** Opening DATA EXTRACT block **

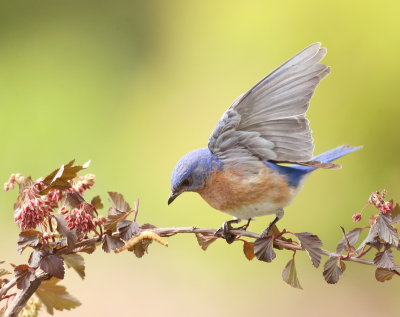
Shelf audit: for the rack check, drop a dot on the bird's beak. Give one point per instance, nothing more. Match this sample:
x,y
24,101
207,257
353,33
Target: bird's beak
x,y
172,197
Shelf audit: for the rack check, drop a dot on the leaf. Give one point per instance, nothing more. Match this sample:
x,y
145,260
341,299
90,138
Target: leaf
x,y
24,276
312,244
65,232
383,275
263,249
141,248
73,200
59,178
53,265
352,238
385,230
289,274
333,268
204,240
30,238
77,262
4,272
111,243
127,229
96,202
118,203
248,250
55,296
149,235
384,259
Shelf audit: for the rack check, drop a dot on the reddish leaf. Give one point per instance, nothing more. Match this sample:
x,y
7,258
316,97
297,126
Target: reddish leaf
x,y
352,238
384,259
333,268
248,250
312,244
55,296
30,238
65,232
111,243
289,274
205,240
77,262
127,229
383,275
24,276
263,249
53,265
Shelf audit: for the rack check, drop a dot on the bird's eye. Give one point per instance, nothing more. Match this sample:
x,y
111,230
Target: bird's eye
x,y
186,183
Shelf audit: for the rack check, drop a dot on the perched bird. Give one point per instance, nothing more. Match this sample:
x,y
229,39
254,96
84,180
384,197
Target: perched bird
x,y
240,172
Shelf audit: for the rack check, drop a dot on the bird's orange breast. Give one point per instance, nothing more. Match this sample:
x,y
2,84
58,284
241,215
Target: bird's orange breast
x,y
231,190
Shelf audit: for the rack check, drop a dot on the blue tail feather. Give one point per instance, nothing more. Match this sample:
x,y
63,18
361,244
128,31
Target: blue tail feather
x,y
295,173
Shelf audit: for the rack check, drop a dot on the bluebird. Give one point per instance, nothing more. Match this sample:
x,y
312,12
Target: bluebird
x,y
241,172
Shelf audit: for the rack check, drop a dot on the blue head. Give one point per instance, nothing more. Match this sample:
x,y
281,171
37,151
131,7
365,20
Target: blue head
x,y
192,171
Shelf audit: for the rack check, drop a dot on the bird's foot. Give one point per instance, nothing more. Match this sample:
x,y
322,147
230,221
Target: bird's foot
x,y
224,231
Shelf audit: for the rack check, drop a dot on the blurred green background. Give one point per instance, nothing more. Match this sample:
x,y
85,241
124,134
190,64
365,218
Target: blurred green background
x,y
134,85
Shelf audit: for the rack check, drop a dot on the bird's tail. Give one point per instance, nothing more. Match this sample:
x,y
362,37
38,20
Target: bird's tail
x,y
329,156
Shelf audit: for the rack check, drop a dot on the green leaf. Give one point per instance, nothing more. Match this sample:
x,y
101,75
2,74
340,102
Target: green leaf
x,y
77,262
204,240
55,296
312,244
289,274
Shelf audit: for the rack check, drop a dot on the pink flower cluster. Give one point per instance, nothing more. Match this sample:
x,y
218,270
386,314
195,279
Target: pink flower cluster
x,y
82,183
14,178
80,218
34,208
377,199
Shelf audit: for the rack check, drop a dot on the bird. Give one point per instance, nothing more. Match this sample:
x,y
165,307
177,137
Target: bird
x,y
261,150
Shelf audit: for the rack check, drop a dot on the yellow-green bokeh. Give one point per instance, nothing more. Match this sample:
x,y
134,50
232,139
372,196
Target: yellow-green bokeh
x,y
134,85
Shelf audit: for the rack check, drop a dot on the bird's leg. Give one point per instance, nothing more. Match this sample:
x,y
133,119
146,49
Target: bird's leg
x,y
279,215
225,229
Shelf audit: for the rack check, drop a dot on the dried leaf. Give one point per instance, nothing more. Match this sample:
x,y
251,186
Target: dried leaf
x,y
263,249
127,229
96,202
111,243
55,296
24,276
333,268
4,272
383,275
65,232
385,230
248,250
384,259
352,238
141,248
53,265
289,274
312,244
204,240
30,238
59,178
77,262
150,235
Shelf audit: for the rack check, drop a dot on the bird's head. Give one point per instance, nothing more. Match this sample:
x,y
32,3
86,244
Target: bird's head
x,y
191,172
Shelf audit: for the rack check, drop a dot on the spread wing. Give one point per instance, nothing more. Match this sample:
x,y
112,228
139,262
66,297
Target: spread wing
x,y
268,122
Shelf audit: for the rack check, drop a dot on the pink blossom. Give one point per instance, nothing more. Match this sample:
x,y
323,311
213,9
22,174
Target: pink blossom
x,y
82,183
356,217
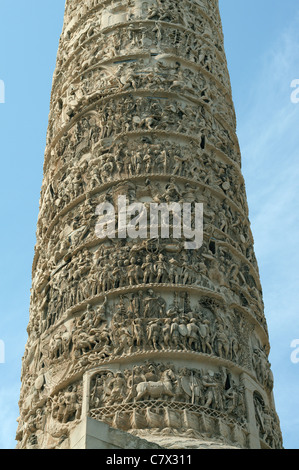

** Closing DATA EXTRACT block **

**ASSIGNMENT:** I would like the data copied exactly as it stands, with no pictures included.

**ANSWER BOX:**
Shelf audit: for the rack check, drop a dot on the bird's beak. Give one point per instance, nothing more. Match this sample:
x,y
24,101
207,257
353,33
Target: bird's beak
x,y
172,197
Shelf audit: for the rack check, drop a dot on the leaf. Give one point per instance, nothing more. Match this sample:
x,y
145,260
341,299
90,138
Target: leaf
x,y
24,276
312,244
65,232
383,275
263,249
141,248
73,200
59,178
53,265
352,238
385,230
289,274
333,268
204,240
30,238
77,262
4,272
111,243
127,229
96,202
118,203
248,250
55,296
149,235
384,259
Shelf audit: for the rack check, drop a dot on the reddish leaf. Give one point per instance, nothing more. Match this sample:
x,y
7,258
316,97
297,126
Target: reddish leaf
x,y
352,238
384,259
333,268
248,250
312,244
55,296
30,238
65,232
111,243
289,274
205,240
77,262
127,229
383,275
24,276
263,249
53,265
Shelf audit: for the rack check, drop a dot on the bird's eye. Give one point per instance, nothing more. Match this sample:
x,y
111,230
Target: bird's eye
x,y
186,183
Shelf audit: for the rack check, drop a dot on the perched bird. Give one point per instance, nothing more. Match this sample:
x,y
229,39
254,96
84,180
384,197
Target: perched bird
x,y
240,172
Shelf audit: for the rack check, drop a dot on the bird's orange breast. Give one point per instance, nothing more. Match this sample:
x,y
2,84
58,284
241,215
Target: bird's orange breast
x,y
231,190
Shelf audit: for the rack check, drop a dot on the blue tail feather. Give one point per instance, nothing more. Match this sample:
x,y
63,18
361,244
128,31
Target: blue tail feather
x,y
295,173
Shelf audit: for the rack check, drop a dot on the bluebird. Give one point per instance, nothing more. Match this sample:
x,y
312,12
Target: bluebird
x,y
241,172
Shelf audit: for the rack check, drop a dot on the blue head. Give one point per instance, nothing more. Match this sample:
x,y
281,171
37,151
131,7
365,20
Target: blue head
x,y
192,171
Shelf audit: for the rack check, drop a dot on the bird's foot. Give one point per instance, nothing more. Match this sample:
x,y
322,147
230,221
Target: bird's foot
x,y
224,231
Shelf audit: for the rack check, drop a dot on the blurred green background. Give one point per instance, nothing more. Match this sample:
x,y
85,241
124,134
190,64
365,218
Target: blurred green background
x,y
134,85
Shelf audit: for the rack check, drop a dot on the bird's tail. Give one point per instance, nothing more. Match this sample:
x,y
362,37
38,20
Target: bird's tail
x,y
329,156
Shelf audit: for the rack check, drop a dot on the green leaf. Give one point per instance, nothing more. Match this sample:
x,y
101,75
2,74
340,102
Target: green leaf
x,y
77,262
204,240
55,296
312,244
289,274
Shelf audit: for the rack check, drop a dot on the pink flower cluster. Give one point per instance, nothing more. Match this sample:
x,y
218,270
386,314
195,279
Target: pink flower cluster
x,y
82,183
14,178
80,218
34,208
377,199
Shelf audit: for the rack check, drop a dot on the bird. Give one point per instance, nothing more. Match this sample:
x,y
165,307
177,137
Target: bird
x,y
261,150
Shelf audit: for the rack check, drop a dot on the yellow-green bokeh. Give one point per instance, nothing more. Match this sample:
x,y
134,50
232,139
372,196
Target: yellow-green bokeh
x,y
134,85
Shelf audit: for the rack check, drop a dot on the bird's leg. Give one point per instance, nothing more. Match this sample:
x,y
133,119
146,49
Target: bird's leg
x,y
279,215
225,229
Shelf audit: for the rack check, drop a dot on the dried leaf. Give one point per instance, nothing more. Match this sample:
x,y
251,186
Target: dried leaf
x,y
263,249
127,229
96,202
111,243
55,296
24,276
333,268
4,272
383,275
65,232
385,230
248,250
384,259
352,238
141,248
53,265
289,274
312,244
204,240
30,238
59,178
77,262
150,235
Shelf audit: for the rack check, drop a dot on the bird's head. Give one point per instance, nothing more. Match this sample:
x,y
32,3
86,244
Target: bird's head
x,y
191,172
Shelf audit: for the rack check, drop a dot on the spread wing. Give one point per instance, nothing more. Match this sample:
x,y
112,228
139,262
66,297
Target: spread wing
x,y
268,122
Shelf audit: for the rack check, drop a dot on the pink blossom. Give one point per instance, nothing more. Match this sample:
x,y
323,311
213,9
22,174
Target: pink blossom
x,y
82,183
356,217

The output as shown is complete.